-- BEGIN --

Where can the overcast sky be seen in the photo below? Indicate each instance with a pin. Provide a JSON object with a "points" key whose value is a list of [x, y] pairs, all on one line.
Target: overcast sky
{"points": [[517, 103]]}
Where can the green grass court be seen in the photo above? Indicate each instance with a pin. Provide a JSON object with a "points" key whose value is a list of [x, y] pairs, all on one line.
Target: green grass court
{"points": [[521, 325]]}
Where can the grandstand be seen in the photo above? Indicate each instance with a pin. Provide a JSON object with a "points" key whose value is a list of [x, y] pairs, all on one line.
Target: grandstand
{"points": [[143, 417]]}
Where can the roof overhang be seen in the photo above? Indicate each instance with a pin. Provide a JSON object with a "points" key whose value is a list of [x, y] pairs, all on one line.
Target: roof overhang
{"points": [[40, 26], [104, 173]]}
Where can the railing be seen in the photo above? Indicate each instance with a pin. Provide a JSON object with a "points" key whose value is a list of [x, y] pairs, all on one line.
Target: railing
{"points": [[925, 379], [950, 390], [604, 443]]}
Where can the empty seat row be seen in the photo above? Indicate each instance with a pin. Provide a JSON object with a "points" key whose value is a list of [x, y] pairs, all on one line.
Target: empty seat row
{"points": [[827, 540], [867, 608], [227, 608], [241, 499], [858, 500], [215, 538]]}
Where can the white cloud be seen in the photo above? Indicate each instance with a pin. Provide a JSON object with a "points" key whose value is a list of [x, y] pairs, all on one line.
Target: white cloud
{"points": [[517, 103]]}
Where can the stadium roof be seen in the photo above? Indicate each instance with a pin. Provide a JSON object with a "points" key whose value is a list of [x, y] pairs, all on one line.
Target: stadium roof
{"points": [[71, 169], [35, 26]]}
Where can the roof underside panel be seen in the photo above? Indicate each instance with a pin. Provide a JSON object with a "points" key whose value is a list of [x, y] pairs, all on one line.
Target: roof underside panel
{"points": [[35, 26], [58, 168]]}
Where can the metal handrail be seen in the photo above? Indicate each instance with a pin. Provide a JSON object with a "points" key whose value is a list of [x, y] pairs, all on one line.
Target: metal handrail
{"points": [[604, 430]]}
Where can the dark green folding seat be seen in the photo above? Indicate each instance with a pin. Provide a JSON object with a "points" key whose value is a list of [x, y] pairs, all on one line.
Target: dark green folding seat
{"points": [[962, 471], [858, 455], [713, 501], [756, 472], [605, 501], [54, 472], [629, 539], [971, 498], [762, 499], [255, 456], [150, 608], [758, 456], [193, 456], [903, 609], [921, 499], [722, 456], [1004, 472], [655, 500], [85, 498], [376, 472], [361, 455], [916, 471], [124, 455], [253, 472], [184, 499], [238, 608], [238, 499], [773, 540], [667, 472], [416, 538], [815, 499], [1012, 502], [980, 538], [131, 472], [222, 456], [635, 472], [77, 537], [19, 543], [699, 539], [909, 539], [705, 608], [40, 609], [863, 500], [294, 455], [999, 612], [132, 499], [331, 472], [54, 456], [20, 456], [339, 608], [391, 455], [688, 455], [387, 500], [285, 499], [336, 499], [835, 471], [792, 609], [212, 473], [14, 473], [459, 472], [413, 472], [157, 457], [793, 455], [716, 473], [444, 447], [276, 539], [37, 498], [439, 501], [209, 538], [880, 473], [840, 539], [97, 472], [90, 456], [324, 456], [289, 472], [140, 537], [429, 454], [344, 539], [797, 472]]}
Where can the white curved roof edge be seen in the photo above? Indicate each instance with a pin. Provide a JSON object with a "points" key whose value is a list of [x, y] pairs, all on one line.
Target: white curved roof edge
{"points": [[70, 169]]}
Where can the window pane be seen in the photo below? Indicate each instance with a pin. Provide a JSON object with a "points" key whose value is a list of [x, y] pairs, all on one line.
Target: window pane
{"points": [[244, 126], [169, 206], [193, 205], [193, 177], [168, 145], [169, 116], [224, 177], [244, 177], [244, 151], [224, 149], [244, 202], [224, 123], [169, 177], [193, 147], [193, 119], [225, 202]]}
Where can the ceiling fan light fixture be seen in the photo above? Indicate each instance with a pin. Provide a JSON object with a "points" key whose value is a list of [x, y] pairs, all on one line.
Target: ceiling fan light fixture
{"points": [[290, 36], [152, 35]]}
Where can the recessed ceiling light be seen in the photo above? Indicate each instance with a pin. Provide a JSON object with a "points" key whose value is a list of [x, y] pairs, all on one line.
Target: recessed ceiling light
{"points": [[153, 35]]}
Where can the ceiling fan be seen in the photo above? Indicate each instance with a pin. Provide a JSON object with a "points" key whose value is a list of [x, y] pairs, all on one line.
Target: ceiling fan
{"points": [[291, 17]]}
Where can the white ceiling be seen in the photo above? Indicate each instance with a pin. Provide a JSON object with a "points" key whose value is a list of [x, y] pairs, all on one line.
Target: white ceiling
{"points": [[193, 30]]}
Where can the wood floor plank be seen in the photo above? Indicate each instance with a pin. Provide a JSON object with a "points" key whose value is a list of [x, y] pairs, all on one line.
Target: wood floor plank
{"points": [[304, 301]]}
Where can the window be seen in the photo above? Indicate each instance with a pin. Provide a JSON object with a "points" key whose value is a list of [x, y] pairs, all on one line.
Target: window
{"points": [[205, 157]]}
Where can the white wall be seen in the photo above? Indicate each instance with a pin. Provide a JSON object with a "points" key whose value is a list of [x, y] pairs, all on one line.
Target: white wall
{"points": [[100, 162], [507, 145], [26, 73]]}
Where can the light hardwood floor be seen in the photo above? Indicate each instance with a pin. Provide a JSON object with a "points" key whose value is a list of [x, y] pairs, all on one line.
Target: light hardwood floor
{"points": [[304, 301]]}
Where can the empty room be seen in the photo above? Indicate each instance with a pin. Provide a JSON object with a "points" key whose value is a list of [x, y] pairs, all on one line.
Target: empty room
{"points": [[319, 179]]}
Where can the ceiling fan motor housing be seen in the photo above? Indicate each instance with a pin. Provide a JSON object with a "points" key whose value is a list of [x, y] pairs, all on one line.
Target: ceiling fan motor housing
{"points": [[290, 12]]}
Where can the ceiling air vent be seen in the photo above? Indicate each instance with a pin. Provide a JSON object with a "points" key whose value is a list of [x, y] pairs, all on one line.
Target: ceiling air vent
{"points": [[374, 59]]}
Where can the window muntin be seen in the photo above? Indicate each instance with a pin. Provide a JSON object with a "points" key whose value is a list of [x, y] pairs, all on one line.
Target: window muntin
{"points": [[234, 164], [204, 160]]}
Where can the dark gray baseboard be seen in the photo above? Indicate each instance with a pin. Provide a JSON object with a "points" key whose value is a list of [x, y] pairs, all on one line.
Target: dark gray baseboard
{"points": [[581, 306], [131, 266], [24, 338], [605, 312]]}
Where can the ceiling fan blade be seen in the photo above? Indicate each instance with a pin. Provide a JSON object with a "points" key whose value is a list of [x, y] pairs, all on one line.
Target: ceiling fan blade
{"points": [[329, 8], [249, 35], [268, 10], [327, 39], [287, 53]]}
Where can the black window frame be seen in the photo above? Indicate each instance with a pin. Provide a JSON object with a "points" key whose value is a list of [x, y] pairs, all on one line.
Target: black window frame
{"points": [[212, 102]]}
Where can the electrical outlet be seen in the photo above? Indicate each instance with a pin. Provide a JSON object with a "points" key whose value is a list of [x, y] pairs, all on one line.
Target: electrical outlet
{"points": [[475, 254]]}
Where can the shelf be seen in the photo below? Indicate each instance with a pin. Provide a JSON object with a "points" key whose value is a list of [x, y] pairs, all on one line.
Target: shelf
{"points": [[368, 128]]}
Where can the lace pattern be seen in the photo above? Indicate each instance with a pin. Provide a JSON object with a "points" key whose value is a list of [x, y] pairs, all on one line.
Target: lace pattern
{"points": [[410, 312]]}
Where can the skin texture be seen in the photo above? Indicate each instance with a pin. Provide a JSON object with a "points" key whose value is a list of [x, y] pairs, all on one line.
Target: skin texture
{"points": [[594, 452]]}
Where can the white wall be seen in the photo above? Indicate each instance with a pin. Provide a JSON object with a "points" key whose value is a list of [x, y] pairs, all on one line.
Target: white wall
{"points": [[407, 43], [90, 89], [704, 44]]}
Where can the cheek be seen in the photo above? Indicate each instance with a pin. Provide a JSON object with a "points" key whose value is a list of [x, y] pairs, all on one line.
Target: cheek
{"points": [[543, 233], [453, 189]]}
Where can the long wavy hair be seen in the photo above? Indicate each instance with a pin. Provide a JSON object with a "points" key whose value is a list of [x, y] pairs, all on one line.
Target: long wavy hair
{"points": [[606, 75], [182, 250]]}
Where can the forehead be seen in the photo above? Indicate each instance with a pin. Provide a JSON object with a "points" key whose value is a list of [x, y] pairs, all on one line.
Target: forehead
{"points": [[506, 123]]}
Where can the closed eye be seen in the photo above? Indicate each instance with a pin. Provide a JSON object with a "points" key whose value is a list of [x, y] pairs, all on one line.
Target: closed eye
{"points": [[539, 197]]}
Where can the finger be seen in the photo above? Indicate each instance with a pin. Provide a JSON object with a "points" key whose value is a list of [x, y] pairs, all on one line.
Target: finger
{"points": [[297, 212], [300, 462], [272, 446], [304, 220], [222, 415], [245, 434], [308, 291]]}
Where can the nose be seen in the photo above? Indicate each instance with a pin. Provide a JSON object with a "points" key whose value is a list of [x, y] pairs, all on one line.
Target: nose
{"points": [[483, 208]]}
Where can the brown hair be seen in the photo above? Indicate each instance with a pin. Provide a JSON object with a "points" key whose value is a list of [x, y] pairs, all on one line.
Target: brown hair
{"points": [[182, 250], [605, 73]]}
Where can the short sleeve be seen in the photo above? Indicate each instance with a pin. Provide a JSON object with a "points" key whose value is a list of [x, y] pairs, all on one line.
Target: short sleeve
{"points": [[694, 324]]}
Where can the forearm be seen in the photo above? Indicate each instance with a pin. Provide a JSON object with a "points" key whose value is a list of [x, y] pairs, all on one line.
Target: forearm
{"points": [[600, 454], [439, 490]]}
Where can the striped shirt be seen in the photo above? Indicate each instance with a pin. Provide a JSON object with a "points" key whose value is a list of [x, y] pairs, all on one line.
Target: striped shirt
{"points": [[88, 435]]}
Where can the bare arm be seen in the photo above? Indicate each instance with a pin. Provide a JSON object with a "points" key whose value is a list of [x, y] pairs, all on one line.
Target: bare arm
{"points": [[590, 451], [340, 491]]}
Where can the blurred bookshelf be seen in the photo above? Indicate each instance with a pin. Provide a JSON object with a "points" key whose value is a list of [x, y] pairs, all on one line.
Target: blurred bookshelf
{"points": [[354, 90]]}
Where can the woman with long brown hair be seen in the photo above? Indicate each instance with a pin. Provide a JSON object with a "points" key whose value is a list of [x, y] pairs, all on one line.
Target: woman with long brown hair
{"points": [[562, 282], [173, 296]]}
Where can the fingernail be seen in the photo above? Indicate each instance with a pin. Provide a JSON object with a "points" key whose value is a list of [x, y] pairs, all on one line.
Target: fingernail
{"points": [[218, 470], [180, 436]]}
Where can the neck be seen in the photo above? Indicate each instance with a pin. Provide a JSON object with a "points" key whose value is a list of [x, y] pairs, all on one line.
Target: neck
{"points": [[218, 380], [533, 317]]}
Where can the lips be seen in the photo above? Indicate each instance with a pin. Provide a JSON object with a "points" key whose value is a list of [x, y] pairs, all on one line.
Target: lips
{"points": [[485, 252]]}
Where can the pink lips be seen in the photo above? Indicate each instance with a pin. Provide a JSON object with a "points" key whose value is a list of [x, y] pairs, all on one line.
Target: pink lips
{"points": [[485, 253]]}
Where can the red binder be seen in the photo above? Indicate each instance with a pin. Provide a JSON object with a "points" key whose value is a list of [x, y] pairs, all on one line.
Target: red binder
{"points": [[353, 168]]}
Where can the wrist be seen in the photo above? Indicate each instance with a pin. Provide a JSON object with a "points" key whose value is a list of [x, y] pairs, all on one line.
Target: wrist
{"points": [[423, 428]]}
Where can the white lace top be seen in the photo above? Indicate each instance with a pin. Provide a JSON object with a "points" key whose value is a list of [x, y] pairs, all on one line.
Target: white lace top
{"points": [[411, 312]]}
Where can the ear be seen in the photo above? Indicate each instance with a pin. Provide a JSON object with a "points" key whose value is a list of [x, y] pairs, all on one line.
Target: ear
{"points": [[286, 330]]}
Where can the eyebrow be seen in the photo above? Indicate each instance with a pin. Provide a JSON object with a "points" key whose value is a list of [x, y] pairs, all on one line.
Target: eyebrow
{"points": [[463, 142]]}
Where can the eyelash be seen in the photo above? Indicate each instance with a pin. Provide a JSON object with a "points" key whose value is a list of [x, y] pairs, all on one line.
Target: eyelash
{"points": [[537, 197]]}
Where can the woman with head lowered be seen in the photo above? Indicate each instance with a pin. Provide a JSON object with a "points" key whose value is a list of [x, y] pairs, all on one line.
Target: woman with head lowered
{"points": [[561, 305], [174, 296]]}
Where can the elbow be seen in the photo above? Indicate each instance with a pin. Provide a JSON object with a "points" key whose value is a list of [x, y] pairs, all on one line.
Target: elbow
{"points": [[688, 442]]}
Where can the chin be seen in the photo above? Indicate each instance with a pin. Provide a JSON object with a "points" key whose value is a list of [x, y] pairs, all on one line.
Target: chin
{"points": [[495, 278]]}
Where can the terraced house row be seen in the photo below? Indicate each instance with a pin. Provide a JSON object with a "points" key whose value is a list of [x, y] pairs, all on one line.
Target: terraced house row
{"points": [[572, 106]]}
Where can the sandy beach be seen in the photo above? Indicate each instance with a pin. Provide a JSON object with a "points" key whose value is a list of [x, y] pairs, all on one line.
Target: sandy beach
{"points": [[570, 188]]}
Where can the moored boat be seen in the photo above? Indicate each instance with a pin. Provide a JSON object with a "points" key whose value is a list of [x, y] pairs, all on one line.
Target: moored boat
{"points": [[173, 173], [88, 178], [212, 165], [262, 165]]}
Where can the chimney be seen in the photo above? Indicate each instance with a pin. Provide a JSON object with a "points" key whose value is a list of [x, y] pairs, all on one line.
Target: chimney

-- END --

_Direction_.
Please list the lines of the records above as a numbered list, from the line containing "Where can the sandy" through the last line of the records, both included. Leave out any blank lines.

_Answer to the exercise_.
1. Where can the sandy beach be seen in the photo above? Indicate each instance with a pin. Provide a JSON object with a "points" key whose value is a list of [x, y] pairs, all on one line.
2. Target: sandy beach
3. {"points": [[570, 188]]}
4. Where can the moored boat be seen in the photo above? Indicate each instance with a pin. Provide a JSON object with a "points" key whose value is a list of [x, y] pairs, all on one line.
5. Target: moored boat
6. {"points": [[173, 173], [88, 178], [212, 165], [262, 165]]}
7. Where can the chimney be seen in the photo above? Indicate each instance with a pin. Provide a JSON object with a "points" key whose value is a list of [x, y] pairs, all on one line.
8. Target: chimney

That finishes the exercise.